*Task goal*: How many lines in the rows below contain the string "tabby"? Case counts. Reply with the number alone.

____ Material to process

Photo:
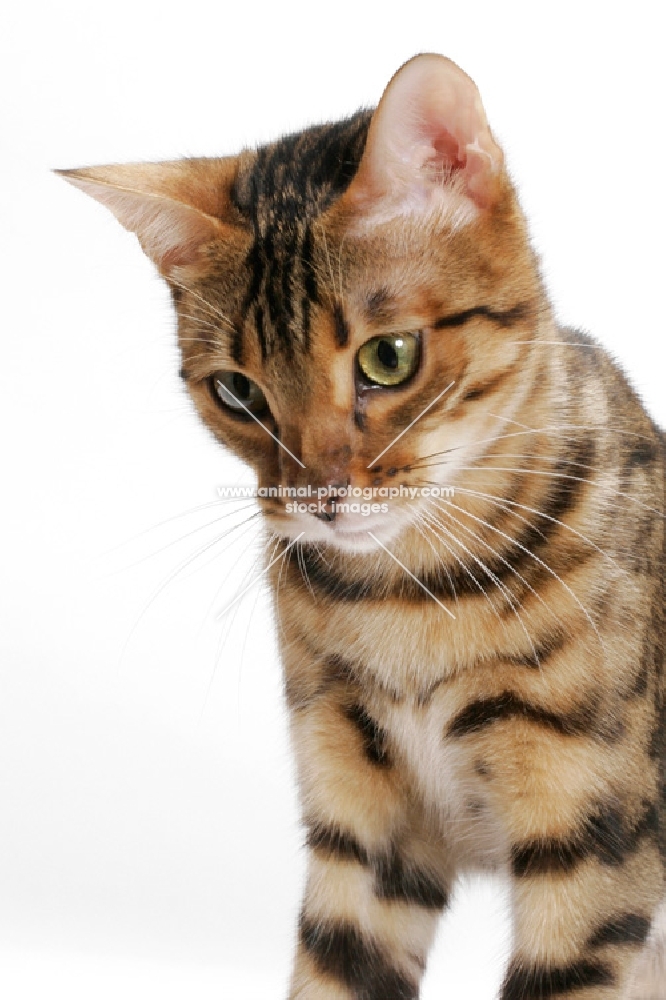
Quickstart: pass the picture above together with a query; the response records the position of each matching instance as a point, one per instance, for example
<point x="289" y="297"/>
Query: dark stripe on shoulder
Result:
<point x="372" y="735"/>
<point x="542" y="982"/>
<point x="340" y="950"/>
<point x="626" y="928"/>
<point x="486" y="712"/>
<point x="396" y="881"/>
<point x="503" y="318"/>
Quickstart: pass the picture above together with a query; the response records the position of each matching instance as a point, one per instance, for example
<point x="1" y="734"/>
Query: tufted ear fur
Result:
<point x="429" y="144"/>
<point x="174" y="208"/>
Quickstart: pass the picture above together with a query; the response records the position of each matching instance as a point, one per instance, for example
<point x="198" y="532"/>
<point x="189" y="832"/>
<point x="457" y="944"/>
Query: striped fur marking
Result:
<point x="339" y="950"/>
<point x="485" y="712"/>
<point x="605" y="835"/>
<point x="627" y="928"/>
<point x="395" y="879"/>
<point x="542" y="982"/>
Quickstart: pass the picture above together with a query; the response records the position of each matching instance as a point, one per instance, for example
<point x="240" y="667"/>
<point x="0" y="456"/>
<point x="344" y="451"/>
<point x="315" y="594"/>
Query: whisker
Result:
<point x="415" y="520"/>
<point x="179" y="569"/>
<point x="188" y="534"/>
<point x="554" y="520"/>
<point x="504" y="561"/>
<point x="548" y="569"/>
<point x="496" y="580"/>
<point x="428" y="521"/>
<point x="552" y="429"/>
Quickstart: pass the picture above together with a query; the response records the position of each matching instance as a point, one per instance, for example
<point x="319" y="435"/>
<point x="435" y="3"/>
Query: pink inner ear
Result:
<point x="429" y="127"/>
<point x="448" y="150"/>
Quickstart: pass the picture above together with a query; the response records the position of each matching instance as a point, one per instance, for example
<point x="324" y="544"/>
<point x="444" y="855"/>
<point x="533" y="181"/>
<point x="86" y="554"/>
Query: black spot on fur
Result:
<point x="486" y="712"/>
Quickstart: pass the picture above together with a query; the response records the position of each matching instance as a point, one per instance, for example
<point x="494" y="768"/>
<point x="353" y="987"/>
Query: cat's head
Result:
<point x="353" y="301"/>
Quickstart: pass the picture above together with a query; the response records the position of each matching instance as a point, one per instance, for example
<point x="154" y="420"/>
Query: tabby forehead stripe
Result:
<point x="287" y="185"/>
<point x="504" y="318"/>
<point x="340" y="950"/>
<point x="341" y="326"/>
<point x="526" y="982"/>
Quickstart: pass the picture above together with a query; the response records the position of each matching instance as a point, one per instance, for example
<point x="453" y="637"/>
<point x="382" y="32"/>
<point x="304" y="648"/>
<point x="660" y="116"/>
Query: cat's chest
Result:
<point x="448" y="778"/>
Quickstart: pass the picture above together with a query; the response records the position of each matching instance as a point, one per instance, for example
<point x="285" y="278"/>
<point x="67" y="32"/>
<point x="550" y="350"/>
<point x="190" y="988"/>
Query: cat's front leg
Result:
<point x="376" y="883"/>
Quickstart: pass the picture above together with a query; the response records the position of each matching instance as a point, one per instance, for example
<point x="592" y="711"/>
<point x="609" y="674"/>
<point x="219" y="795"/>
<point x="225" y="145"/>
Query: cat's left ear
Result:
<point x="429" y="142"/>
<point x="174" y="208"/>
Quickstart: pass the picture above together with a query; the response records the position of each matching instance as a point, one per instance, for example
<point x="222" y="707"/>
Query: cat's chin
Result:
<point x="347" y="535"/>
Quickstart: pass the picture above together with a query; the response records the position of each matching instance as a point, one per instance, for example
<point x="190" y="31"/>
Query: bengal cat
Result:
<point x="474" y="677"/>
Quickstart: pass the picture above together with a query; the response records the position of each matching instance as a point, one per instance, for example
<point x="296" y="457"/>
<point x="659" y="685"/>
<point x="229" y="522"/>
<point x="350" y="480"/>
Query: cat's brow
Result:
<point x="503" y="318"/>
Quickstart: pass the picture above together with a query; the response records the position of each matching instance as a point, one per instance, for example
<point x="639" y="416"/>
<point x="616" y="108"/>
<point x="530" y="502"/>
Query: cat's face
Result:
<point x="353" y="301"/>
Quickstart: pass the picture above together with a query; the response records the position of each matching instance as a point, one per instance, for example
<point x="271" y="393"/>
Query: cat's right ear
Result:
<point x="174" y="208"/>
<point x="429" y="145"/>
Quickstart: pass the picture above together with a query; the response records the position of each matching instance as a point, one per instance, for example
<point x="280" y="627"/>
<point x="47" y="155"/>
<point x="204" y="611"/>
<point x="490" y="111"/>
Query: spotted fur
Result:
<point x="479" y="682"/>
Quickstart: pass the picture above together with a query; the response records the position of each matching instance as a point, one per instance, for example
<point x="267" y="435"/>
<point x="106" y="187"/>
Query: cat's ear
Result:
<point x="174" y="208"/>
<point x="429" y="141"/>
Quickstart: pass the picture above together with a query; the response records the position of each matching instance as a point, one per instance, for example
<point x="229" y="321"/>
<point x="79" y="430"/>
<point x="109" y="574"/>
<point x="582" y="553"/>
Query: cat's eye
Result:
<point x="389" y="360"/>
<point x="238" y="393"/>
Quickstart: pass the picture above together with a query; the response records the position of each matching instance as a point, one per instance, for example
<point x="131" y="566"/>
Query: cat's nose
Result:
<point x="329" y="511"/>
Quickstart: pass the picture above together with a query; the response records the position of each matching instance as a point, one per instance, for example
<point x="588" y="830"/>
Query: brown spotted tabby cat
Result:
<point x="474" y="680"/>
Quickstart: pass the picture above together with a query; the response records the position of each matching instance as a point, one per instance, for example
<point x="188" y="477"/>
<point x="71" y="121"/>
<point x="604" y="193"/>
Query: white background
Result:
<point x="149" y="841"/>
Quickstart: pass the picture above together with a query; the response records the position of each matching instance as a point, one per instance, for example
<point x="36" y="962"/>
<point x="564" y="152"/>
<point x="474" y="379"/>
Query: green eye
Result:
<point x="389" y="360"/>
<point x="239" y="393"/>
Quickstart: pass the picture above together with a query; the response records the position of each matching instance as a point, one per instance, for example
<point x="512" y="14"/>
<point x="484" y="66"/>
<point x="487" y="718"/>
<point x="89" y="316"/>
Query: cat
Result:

________

*Response for this exercise*: 2